* Request: Reproduce in full everything from the start of the data down to the line containing "[166,0,500,282]", both ends included, offsetting every bounding box coordinate by 147. Leave the pictures out of the response.
--- start of Data supplied ---
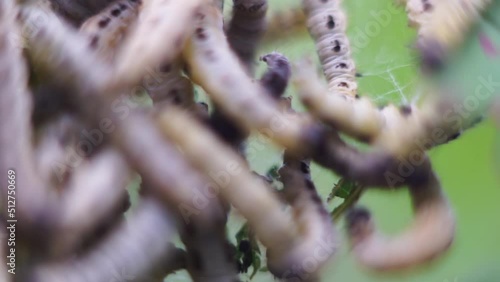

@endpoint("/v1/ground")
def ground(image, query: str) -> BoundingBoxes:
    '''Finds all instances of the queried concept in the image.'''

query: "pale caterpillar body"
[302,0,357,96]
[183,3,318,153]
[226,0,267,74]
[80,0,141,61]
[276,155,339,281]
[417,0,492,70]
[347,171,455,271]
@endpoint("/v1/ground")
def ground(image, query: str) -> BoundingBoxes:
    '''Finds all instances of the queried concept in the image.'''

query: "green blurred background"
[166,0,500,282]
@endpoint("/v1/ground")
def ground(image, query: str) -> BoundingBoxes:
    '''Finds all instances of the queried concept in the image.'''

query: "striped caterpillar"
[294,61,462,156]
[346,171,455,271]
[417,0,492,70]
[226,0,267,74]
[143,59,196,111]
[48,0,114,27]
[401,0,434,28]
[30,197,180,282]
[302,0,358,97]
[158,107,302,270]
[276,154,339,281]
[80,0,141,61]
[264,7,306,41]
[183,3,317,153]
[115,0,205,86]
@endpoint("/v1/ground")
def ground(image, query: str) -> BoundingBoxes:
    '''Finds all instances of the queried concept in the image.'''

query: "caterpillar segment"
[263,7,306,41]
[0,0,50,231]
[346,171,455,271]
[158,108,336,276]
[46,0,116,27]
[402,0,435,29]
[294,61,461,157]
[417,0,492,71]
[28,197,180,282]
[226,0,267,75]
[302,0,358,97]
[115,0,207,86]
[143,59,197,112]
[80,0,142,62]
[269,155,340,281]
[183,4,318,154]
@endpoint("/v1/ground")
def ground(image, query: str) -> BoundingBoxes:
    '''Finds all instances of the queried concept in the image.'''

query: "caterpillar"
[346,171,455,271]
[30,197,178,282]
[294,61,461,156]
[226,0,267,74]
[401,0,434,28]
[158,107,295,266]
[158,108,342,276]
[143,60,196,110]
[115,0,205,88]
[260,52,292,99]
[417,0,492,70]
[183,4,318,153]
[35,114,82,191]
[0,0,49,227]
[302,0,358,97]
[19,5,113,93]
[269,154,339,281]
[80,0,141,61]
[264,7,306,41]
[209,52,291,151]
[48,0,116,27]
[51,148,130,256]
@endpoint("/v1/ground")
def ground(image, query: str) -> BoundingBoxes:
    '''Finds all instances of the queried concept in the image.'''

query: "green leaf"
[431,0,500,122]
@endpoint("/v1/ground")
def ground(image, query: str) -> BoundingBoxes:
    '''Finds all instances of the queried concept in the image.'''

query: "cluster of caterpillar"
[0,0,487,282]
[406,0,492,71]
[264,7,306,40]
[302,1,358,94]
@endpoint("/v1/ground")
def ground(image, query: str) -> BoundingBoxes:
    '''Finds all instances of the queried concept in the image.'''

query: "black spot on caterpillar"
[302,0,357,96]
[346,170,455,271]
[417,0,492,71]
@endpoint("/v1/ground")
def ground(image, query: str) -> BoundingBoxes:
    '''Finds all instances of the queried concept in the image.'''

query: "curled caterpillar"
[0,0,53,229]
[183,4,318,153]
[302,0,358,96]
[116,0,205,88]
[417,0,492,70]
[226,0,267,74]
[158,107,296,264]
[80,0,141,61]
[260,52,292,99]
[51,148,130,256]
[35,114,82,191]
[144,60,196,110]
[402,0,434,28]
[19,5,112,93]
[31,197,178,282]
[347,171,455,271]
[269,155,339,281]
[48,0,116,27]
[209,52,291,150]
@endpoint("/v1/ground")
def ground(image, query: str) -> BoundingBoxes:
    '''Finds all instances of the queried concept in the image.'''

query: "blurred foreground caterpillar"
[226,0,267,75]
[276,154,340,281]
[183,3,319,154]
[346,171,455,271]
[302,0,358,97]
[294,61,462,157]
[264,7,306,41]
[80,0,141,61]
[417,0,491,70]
--- end of Data supplied ---
* Output below:
@endpoint("/v1/ground")
def ground(image, query: str) -> BoundingBoxes:
    '''Finds all instances of the queried concept in the image.'''

query: "pale caterpillar body"
[449,147,504,243]
[330,150,465,300]
[373,147,414,221]
[227,147,288,208]
[423,302,486,428]
[564,147,639,217]
[494,318,602,418]
@endpoint("/v1/ground")
def ground(image, query: str) -> BoundingBoxes:
    '''Finds all instances of the queried concept in the image.'''

query: "green blurred background"
[313,147,647,429]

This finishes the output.